Task description:
Of the lines below, reproduce exactly those from the line containing "For every instance of the zucchini, imagine" to the end, including both the first and the last.

The data:
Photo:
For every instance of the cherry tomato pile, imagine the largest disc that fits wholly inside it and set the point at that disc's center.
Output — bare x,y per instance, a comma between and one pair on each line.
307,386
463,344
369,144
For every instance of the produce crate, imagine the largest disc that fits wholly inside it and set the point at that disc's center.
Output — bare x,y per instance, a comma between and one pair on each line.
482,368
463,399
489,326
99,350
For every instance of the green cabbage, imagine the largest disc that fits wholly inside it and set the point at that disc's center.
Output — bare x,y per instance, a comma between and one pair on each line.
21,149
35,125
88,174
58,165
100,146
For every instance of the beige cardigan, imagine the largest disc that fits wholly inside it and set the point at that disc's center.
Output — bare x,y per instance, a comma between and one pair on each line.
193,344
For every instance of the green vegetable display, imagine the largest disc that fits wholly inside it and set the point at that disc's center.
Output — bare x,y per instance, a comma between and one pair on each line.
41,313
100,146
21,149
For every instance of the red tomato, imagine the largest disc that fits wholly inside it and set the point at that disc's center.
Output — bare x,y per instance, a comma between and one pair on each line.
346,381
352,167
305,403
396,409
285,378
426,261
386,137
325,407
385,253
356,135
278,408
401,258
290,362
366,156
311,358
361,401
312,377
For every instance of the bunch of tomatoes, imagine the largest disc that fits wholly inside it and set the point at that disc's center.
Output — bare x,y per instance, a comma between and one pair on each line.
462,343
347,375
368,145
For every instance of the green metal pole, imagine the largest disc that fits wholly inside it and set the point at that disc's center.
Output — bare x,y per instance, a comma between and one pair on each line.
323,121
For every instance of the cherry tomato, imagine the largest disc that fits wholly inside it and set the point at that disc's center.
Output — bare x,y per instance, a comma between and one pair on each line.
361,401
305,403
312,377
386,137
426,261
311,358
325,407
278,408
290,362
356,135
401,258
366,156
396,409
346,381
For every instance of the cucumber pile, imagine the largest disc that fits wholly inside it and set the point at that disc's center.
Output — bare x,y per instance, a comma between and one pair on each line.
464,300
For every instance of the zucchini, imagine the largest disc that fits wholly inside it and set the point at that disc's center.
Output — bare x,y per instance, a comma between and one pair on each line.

Exercise output:
For every instance of the zucchini, imagine the largest disc that fits wholly inside it and set the point at that disc's center.
Output — bare x,y per instance, a comma between and one pair on each line.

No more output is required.